■ **SET EXERCISE**: Rewrite the rows from the line with "Task: find the dune" to the line with "point(437, 88)", requests included, and scale every point coordinate in the answers by 1.2, rounding to whole numbers with halves going up. Leave the request wording unchanged.

■ **DATA FOR THIS TASK**:
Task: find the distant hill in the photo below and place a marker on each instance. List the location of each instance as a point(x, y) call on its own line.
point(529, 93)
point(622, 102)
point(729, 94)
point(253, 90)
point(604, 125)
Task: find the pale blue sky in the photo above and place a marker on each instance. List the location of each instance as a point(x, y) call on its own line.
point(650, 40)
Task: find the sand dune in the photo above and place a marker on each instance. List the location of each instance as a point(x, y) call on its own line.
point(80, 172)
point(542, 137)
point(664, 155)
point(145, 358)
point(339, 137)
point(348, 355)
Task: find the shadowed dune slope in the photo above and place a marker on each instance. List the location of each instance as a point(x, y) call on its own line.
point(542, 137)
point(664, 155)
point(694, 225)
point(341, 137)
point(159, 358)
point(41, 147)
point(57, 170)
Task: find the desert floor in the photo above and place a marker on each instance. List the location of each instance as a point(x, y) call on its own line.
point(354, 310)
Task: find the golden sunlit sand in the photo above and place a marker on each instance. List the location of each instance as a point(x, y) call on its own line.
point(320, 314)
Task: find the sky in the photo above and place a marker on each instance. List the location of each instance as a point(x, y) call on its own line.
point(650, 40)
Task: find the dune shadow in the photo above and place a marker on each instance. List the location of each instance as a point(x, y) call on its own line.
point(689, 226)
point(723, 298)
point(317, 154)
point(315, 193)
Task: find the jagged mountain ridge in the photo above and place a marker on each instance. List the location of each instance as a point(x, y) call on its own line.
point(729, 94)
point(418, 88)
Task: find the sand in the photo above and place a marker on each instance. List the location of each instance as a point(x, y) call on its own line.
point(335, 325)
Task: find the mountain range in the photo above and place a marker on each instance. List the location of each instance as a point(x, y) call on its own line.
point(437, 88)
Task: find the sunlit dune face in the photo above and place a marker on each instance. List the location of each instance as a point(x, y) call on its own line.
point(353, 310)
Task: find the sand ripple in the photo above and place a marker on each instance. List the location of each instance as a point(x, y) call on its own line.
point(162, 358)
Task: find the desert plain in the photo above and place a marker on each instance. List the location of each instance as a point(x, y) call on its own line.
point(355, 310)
* * *
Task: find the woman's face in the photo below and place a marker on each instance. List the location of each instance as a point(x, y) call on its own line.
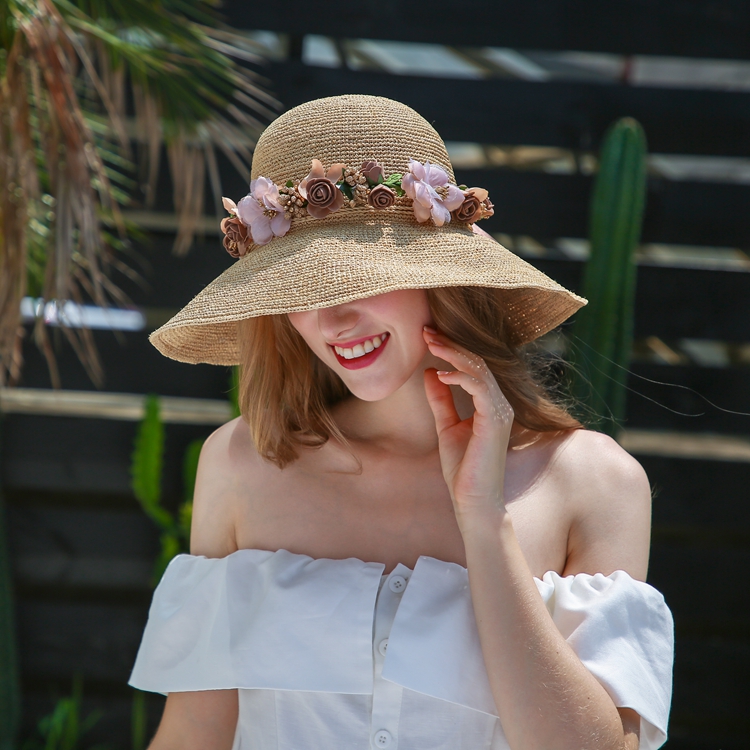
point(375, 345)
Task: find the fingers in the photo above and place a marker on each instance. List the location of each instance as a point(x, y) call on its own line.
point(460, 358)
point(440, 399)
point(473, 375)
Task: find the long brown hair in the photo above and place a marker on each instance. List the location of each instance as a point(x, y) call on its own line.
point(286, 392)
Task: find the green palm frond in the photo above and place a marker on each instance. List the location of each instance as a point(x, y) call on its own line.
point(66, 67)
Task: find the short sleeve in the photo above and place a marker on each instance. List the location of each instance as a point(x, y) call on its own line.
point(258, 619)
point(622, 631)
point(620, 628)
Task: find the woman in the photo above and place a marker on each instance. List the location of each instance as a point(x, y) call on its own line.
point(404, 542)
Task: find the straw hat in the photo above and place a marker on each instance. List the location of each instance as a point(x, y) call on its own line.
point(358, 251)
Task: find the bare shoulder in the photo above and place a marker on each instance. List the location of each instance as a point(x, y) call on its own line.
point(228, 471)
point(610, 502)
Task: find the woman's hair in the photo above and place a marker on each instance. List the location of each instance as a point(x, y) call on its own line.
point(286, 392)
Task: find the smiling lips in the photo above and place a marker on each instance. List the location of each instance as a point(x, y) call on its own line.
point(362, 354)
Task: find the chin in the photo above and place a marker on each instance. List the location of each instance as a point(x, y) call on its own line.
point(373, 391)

■ **WRITTEN SOLUTION**:
Task: find the dune shadow in the photo above and place a marker on each instance. List the location of each instance as a point(x, y) call on its own line.
point(827, 271)
point(868, 358)
point(380, 185)
point(378, 232)
Task: find the jagged mountain ridge in the photo above and place a marker on each instance. List the location of each instance as a point(x, y) call on its own line.
point(875, 113)
point(502, 106)
Task: find the sand in the photo above and place a marker on each instance. List the location of each instance as a point(x, y) call on its own line.
point(402, 390)
Task: find the mountain range in the photo above and place a marker on each instance. List the location of each instance as a point(x, y) call on its own line.
point(524, 106)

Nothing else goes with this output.